Revise the data below, starting with the line that contains "Target: metal railing" and continuing through the end of the data, so that "thickest part" becomes "widest part" throughout and nothing else changes.

Stored entries
※
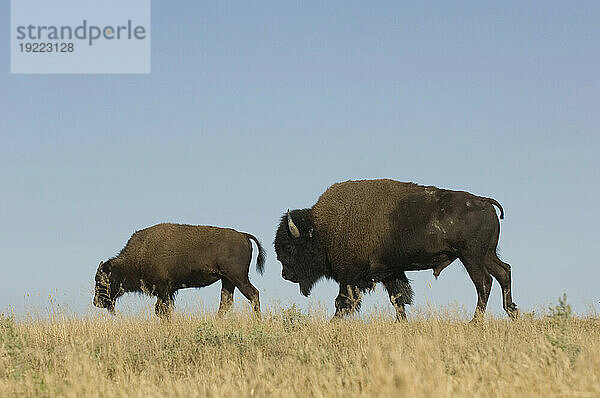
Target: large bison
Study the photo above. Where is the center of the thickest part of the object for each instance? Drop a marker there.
(167, 257)
(362, 232)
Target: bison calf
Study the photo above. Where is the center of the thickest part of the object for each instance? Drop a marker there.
(167, 257)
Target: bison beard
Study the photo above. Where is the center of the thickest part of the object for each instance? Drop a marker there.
(167, 257)
(362, 232)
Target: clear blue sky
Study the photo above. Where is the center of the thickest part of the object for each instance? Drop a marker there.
(254, 107)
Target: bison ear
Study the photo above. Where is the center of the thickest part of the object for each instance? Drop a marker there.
(292, 227)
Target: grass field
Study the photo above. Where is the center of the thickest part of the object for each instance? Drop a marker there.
(292, 354)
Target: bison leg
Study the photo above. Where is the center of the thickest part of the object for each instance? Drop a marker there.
(227, 289)
(483, 284)
(347, 301)
(250, 292)
(400, 293)
(501, 271)
(164, 307)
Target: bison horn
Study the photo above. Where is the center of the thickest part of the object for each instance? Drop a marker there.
(292, 227)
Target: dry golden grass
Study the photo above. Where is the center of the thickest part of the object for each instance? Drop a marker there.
(290, 354)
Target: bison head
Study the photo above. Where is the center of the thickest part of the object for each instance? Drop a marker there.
(107, 288)
(299, 250)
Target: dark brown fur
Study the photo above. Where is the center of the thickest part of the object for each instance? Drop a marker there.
(162, 259)
(362, 232)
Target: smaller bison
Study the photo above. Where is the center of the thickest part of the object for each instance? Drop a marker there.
(162, 259)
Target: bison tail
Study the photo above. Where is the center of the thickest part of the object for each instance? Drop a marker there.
(495, 203)
(260, 260)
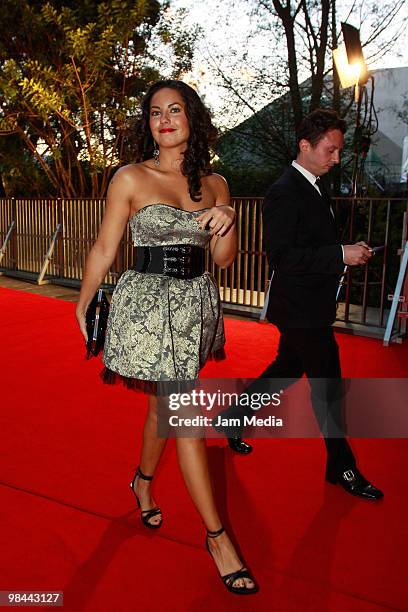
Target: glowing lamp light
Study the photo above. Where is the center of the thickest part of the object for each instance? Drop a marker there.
(349, 74)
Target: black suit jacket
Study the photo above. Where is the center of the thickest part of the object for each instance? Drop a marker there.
(303, 250)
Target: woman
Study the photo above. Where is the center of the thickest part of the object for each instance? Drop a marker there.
(165, 319)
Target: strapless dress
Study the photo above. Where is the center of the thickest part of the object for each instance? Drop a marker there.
(160, 328)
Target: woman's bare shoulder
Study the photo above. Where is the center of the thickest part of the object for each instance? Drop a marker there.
(216, 180)
(129, 173)
(218, 186)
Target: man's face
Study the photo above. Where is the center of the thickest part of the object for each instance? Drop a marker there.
(320, 158)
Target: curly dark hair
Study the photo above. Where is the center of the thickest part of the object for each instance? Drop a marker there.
(317, 123)
(203, 134)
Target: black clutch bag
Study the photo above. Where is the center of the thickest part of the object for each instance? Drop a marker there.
(96, 320)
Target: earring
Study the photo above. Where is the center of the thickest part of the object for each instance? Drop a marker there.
(156, 154)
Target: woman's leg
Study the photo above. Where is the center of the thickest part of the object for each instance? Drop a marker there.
(192, 456)
(152, 448)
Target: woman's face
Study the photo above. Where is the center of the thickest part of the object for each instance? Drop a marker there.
(168, 120)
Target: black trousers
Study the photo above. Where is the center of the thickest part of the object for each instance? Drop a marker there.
(314, 352)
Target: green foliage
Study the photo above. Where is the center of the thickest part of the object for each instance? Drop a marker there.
(72, 73)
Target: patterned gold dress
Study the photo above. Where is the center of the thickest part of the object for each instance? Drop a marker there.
(162, 328)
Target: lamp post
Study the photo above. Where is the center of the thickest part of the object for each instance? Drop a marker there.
(352, 70)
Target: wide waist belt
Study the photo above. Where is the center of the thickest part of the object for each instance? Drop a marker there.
(177, 260)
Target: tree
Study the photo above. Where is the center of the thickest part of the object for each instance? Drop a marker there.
(72, 73)
(294, 74)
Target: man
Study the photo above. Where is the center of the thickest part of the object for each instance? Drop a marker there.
(307, 261)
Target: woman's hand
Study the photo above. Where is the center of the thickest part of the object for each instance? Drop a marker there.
(80, 315)
(219, 220)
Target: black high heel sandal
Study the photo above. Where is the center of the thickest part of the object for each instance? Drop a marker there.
(145, 515)
(230, 579)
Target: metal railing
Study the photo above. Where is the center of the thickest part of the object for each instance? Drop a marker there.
(51, 238)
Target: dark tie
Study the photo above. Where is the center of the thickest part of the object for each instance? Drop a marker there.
(324, 193)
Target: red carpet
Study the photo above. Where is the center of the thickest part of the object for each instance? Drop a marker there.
(69, 445)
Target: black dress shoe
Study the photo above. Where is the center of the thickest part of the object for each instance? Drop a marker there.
(354, 482)
(239, 446)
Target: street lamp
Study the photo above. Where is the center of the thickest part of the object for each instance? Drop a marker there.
(352, 70)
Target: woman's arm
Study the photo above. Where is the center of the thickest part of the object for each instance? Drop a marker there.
(103, 252)
(221, 221)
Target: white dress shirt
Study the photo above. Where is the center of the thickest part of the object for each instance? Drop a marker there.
(312, 180)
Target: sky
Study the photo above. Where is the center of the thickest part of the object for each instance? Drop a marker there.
(223, 43)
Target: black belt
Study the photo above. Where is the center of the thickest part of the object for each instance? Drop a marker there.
(177, 260)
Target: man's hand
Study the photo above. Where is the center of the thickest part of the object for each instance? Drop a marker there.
(357, 254)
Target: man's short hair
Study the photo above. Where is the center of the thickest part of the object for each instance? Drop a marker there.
(317, 123)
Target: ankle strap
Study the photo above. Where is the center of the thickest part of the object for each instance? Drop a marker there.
※
### Correct output
Target: metal railing
Study the photo above. Where is the center of the widest part of the object for each instance? Drop a marker there.
(51, 238)
Target: dark tie
Study the photo above. Where is the center of the widest part of the object for each instance? Drop a marker there.
(324, 193)
Target: red carpet
Study the photo above. Where is the center of the widest part of the object for each instance? Drop a marker there.
(69, 445)
Target: black dress shoe
Study the photo above. Where is the center of the widest part of the object for each instance? Drop a marker there.
(354, 482)
(239, 446)
Target: street lamp
Study the photo above. Where is the center of the widest part of the object for each instance? Drop a marker there.
(352, 70)
Target: woman's arm
Study the photo above. Where is the center of the widest part of the object for each instance? Drop a marker there.
(103, 252)
(221, 221)
Target: white dress shirt
Study the photo above. Where is the center of the widest part of the object for each instance? Drop a marker there.
(312, 180)
Target: sky
Study the photo above. Where is the center of the widest part of the object for each instance? Drop a marker there.
(223, 43)
Target: black belt
Study the photo above. Where is the center of the widest part of the object for each instance? Drop a marker there.
(177, 260)
Target: man's hand
Study the photo above. Where is the center of the widest part of the object for each instance? Drop a marker there.
(357, 254)
Target: man's short hair
Study the photo above. Where is the center of the widest part of the object for each instance? Drop a marker there.
(317, 123)
Target: ankle strap
Study the photo above. Where is the center of the widest part of the object for each instance? Drop a marker there.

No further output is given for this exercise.